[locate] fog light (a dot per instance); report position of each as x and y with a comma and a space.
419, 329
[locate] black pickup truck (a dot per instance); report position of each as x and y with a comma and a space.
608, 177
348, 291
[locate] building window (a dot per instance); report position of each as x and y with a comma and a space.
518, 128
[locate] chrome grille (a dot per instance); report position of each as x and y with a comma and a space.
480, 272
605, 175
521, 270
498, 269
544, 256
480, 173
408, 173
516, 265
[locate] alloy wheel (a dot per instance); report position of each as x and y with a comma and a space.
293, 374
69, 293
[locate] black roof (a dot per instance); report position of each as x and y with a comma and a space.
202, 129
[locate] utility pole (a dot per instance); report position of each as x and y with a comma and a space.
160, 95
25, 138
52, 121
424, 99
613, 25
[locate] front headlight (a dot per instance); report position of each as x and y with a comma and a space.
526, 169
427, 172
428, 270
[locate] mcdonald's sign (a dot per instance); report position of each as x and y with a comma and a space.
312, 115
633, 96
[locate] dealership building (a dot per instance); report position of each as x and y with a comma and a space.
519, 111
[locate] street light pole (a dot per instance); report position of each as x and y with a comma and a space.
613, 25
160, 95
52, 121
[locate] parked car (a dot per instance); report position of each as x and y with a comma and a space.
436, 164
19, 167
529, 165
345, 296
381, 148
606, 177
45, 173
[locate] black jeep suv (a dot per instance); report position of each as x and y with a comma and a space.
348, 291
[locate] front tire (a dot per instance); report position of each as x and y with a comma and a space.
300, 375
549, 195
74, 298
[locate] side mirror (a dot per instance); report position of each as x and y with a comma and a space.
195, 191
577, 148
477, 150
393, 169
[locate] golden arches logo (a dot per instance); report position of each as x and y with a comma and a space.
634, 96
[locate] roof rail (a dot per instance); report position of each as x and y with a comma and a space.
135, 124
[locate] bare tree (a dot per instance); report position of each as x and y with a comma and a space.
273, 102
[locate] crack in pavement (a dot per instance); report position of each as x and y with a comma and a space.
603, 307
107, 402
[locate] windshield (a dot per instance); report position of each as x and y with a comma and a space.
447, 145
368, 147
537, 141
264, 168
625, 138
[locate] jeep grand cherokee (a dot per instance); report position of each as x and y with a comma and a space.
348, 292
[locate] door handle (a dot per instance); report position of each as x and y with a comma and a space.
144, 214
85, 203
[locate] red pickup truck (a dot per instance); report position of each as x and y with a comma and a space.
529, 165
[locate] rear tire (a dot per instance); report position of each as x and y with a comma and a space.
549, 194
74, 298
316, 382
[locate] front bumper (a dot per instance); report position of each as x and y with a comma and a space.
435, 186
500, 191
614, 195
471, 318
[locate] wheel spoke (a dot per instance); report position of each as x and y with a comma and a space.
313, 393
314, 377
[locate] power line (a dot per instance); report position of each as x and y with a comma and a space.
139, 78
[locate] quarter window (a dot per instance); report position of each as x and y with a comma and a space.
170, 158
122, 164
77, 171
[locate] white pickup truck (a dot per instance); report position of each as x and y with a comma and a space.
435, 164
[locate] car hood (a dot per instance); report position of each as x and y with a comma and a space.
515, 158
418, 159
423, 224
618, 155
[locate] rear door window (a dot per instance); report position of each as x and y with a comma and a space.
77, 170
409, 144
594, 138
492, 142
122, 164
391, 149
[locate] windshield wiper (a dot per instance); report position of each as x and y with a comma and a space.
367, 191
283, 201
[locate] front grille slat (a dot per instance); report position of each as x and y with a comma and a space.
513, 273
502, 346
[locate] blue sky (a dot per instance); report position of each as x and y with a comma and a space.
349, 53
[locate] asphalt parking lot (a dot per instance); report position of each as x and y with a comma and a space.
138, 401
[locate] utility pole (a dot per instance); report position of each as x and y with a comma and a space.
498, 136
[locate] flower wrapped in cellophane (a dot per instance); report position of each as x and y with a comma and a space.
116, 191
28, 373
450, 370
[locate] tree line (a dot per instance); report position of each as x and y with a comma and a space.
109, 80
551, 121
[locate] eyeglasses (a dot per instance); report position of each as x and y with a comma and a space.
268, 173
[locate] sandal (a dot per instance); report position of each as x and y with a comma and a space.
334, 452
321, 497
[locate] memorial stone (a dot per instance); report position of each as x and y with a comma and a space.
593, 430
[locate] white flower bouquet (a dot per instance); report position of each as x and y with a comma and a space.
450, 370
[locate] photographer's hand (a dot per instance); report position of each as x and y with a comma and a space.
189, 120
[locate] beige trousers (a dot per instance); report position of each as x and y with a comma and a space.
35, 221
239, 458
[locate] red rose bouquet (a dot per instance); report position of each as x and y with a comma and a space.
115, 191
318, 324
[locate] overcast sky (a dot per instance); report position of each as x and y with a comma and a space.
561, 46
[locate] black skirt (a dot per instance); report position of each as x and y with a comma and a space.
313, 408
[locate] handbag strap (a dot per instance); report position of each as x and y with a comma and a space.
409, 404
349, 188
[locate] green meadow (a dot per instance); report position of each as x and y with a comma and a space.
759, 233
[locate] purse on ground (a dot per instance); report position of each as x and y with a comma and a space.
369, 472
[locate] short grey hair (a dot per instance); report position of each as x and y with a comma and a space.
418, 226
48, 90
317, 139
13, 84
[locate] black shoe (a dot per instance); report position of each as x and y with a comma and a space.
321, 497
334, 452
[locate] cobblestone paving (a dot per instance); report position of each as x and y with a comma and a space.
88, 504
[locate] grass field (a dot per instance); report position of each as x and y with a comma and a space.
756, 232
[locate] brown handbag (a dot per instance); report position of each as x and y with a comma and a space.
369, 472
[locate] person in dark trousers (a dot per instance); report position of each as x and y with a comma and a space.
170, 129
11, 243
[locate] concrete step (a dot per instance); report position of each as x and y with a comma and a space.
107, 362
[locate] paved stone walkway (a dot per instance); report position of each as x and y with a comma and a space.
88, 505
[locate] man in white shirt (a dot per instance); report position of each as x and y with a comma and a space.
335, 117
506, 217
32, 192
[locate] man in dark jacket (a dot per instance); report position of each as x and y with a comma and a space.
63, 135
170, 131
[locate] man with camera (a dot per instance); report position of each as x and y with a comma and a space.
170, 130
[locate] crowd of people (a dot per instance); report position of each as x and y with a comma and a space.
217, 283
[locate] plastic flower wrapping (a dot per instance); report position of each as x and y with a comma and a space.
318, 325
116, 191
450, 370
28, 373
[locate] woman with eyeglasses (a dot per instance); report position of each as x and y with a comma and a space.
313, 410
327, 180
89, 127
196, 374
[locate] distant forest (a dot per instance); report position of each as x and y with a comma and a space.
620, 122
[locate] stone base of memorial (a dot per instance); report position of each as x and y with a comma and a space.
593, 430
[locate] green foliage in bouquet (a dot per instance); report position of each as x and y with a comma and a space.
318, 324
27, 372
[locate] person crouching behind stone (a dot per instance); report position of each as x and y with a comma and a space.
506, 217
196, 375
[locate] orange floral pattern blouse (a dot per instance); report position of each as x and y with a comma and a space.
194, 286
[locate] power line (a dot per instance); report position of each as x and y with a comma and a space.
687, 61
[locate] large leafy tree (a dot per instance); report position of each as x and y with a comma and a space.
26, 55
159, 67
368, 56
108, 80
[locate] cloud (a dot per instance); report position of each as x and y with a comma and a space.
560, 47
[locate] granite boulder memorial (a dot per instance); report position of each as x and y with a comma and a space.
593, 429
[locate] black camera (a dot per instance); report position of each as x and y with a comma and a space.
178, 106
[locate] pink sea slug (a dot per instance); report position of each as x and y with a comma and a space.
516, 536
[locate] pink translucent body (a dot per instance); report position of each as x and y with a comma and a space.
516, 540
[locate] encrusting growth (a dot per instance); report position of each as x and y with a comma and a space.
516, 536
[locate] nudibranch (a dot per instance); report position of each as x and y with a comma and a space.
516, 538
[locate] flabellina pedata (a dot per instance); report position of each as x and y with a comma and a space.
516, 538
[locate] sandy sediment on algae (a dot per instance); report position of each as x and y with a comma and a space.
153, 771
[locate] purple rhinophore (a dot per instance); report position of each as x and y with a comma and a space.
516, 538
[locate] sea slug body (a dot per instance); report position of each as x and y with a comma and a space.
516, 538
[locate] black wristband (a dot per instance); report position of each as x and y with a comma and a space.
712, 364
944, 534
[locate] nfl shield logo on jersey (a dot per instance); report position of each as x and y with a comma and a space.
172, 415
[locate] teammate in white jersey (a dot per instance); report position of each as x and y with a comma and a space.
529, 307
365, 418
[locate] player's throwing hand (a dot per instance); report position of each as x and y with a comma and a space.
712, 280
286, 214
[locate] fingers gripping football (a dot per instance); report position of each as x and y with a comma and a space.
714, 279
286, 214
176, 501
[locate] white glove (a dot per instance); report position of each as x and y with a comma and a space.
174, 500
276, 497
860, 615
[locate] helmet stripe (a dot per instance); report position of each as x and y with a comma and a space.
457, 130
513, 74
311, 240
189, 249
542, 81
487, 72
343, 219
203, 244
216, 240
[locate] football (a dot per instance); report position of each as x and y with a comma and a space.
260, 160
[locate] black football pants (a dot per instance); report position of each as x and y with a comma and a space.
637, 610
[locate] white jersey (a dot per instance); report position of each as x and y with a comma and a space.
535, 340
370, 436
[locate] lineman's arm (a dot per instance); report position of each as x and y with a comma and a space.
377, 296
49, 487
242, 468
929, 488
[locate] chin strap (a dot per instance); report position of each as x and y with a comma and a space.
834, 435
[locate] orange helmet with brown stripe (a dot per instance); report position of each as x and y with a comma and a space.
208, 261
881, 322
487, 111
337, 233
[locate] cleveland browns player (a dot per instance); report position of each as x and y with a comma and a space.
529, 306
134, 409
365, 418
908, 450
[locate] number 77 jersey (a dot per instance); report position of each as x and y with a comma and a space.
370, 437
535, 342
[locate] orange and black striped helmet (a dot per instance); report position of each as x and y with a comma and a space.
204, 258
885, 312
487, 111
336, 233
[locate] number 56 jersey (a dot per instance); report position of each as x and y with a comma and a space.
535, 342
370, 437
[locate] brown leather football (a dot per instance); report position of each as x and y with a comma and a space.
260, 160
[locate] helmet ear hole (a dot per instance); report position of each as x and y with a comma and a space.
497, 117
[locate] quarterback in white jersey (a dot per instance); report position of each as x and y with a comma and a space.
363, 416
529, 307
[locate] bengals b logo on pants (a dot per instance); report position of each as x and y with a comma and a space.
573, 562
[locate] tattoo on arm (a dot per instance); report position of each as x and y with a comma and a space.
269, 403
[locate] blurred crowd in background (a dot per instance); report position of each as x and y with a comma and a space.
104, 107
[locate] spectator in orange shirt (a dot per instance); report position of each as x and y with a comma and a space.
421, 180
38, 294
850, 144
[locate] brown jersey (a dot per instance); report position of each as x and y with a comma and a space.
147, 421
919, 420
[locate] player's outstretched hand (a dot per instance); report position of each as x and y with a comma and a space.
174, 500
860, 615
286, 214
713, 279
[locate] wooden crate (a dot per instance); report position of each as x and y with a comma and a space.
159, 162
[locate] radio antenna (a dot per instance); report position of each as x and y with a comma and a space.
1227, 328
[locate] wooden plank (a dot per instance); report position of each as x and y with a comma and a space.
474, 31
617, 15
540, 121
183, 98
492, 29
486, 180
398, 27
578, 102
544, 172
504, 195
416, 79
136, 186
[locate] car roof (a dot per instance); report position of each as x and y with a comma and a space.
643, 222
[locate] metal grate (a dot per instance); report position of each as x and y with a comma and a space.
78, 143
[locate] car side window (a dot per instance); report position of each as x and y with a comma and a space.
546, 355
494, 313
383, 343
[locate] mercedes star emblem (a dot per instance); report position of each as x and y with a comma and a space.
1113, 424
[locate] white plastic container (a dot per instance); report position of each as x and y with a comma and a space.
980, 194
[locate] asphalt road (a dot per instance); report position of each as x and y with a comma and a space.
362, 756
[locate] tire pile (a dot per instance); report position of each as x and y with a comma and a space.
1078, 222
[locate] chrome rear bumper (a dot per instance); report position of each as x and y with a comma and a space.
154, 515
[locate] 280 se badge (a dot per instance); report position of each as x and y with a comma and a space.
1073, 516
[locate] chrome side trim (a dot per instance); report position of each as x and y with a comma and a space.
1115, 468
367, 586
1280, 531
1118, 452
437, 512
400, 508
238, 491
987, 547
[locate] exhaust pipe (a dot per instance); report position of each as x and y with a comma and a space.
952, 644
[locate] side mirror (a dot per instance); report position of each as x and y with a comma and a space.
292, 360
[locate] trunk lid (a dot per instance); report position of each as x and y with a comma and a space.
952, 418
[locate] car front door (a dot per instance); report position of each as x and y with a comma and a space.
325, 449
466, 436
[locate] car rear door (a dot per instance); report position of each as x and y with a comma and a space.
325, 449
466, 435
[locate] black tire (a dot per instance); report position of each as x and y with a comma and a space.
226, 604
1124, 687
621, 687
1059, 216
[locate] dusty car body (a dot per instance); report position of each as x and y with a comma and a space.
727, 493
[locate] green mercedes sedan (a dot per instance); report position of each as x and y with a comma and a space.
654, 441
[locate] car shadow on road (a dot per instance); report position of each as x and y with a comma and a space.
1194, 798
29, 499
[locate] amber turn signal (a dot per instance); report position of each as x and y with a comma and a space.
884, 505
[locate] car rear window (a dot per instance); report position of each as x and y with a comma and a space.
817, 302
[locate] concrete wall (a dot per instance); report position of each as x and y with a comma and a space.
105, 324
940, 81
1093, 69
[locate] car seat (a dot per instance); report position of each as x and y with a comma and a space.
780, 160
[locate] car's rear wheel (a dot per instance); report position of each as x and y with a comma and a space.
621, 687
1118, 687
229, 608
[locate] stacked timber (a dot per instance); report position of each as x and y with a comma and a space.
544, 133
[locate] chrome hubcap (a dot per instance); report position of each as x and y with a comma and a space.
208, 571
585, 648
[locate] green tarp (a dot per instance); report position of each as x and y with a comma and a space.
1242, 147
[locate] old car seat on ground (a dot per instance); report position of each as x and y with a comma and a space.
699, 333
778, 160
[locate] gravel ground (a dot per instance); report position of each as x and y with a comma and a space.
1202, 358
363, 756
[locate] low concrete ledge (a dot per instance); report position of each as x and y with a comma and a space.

◆ About this task:
Word for word, restate the line that contains "[locate] car rear window" and each line after it, up to and including the last line of the listing; include nothing else.

◆ Response for this exercise:
[locate] car rear window (a dot per instance); report position of each as x and y with a comma and a space.
817, 302
[locate] concrete wall (a dot per instance); report position of each as x and y with a comma and a space.
105, 324
940, 81
1093, 69
[locate] car seat (a dot per instance); report position of each as x and y with a comma and a space.
780, 160
[locate] car's rear wheel (a dot per instance); report position of each as x and y with a comma and a space.
621, 687
1118, 687
229, 608
[locate] stacked timber (a dot per instance); report position of each as x and y with a comma and a space.
544, 133
[locate] chrome hubcap (a dot per instance); report position of each as x and y with a comma and a space.
208, 571
585, 648
[locate] green tarp (a dot per instance); report position of each as x and y with a comma and a space.
1242, 147
[locate] old car seat on ground (a dot per instance); report position of each as x and y with a comma and a space.
699, 333
778, 160
[locate] gravel ground (a dot per instance); report position of each as x and y with a comma and a space.
1202, 358
363, 756
[locate] low concrete ledge (a dot per instance); report position of each as x and y with a comma and a space.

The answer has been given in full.